------ SELECTION

Quantization of Probability Distributions via Divide-and-Conquer: Convergence and Error Propagation under Distributional Arithmetic Operations
Bilgesu Arif Bilgin, Olof Hallqvist Elias, Michael Selby, Phillip Stanley-Marbell

TL;DR
This paper introduces a divide-and-conquer algorithm for approximating continuous probability distributions, providing error bounds and demonstrating improved stability during distributional arithmetic operations through numerical experiments.
Contribution
It offers a new approximation method with proven convergence bounds and enhanced stability compared to existing schemes for distributional arithmetic operations.

------------
------ DATA EXCERPTS

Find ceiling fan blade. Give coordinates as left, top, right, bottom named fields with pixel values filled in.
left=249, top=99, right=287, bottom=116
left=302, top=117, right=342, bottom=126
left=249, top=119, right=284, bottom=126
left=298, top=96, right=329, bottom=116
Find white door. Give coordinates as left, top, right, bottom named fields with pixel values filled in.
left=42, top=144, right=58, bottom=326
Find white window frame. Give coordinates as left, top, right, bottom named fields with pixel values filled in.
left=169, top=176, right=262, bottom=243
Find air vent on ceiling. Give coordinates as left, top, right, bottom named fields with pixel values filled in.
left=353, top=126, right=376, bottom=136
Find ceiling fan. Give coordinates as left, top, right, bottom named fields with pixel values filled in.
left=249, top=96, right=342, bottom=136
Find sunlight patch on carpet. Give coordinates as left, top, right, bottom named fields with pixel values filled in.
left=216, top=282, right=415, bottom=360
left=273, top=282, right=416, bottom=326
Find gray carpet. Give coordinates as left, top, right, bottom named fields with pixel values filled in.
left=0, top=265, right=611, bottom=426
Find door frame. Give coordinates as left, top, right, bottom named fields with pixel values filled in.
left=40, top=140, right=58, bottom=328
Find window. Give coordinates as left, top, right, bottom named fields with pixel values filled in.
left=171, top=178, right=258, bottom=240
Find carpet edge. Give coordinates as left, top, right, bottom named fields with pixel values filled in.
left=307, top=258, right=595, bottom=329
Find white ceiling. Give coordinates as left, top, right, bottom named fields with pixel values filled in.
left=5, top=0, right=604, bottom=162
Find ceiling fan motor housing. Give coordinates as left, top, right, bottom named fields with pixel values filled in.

------------

### WHAT TO WORK ON
1. Reproduce the part of the quantization summary that starts at the words "Quantization of Probability" and ends after "distributional arithmetic operations.".
2. Restate the paragraph of the quantization summary that opens with "This paper introduces" as a short list that keeps its main facts.
The lines that come after the text play no part here.

### RESULTS BY TASK
1.
Quantization of Probability Distributions via Divide-and-Conquer: Convergence and Error Propagation under Distributional Arithmetic Operations
Bilgesu Arif Bilgin, Olof Hallqvist Elias, Michael Selby, Phillip Stanley-Marbell

TL;DR
This paper introduces a divide-and-conquer algorithm for approximating continuous probability distributions, providing error bounds and demonstrating improved stability during distributional arithmetic operations through numerical experiments.
Contribution
It offers a new approximation method with proven convergence bounds and enhanced stability compared to existing schemes for distributional arithmetic operations.

2.
- Introduces a divide-and-conquer algorithm for approximating continuous probability distributions
- Provides error bounds
- Shows through numerical experiments that it improves stability during distributional arithmetic operations